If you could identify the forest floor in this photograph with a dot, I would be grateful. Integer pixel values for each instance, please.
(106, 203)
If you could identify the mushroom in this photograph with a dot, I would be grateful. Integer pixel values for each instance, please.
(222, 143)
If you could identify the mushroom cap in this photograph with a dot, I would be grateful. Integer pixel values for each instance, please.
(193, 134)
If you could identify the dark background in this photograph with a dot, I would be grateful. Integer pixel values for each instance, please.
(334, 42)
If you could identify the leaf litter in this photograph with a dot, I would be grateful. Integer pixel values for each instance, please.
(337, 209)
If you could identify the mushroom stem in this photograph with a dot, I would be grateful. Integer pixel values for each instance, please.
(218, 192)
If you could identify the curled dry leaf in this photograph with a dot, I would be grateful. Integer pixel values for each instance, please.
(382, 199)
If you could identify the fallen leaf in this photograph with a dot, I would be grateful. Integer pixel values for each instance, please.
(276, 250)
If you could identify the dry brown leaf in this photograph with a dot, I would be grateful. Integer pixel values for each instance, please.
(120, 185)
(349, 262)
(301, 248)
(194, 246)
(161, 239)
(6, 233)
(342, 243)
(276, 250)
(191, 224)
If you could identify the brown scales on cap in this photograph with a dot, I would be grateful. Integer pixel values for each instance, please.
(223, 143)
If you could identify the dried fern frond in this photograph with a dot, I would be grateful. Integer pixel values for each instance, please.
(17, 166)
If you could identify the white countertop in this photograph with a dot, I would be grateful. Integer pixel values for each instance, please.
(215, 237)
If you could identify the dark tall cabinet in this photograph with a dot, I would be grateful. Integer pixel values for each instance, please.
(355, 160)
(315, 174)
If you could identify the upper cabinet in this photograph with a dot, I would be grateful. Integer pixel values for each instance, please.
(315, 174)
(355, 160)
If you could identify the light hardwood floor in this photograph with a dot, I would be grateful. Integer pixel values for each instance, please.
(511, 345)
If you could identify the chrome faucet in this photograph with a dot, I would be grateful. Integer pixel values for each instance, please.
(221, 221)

────

PROBLEM DESCRIPTION: Output the entire set of records exactly as shown.

WRITTEN RESPONSE:
If you could identify the forest floor in this photograph with a dot, I would be grateful. Integer pixel values for each instance, please.
(106, 203)
If you could identify the mushroom in this photograph with a dot, I would be grateful. Integer pixel values for each instance, please.
(222, 143)
If you could identify the mushroom cap in this photograph with a dot, I would be grateful. Integer pixel values for each instance, please.
(193, 134)
If you could identify the dark background in this photograph with a dot, I would be grateful. Integer pixel values for each instance, please.
(334, 42)
If you could identify the leaf litter in this photograph with a dot, I would be grateful. Integer pixel values for each instance, please.
(337, 209)
If you could identify the mushroom stem in this photograph with a dot, I would be grateful. Integer pixel values for each instance, please.
(218, 192)
If you could identify the curled dry leaf in this photograph with a dot, I would be grateful. Integer pixel values for each instance, please.
(382, 199)
If you could identify the fallen leaf in this photograph with a dot, I would be grateful. Integer pixel values for each instance, please.
(276, 250)
If you could identify the dry brown leaf in this photograph with a dot, I would be grateful. Integer pixel values for each instance, please.
(120, 185)
(349, 262)
(301, 248)
(194, 246)
(161, 239)
(6, 233)
(342, 243)
(276, 250)
(191, 224)
If you could identify the brown scales on cap in this photograph with a dot, I would be grateful. Integer pixel values for each instance, please.
(223, 143)
If you could identify the dried fern frond in this photograph with a dot, I would be grateful. Integer pixel values for each instance, please.
(17, 166)
If you could identify the white countertop in this photograph with a dot, I would be grateful. Integer pixel values for each instance, please.
(215, 237)
If you could identify the dark tall cabinet in this photograph with a dot, I would be grateful. Integer pixel values for each instance, please.
(355, 160)
(315, 174)
If you could identify the upper cabinet in this photograph with a dot, I would be grateful. Integer pixel values for each instance, please.
(315, 174)
(355, 160)
If you could identify the light hardwood floor in this photograph with a dot, I would be grateful. Integer pixel values for each instance, please.
(511, 345)
If you could identify the chrome faucet in this photograph with a dot, I would be grateful. Integer pixel values for each instance, please.
(221, 221)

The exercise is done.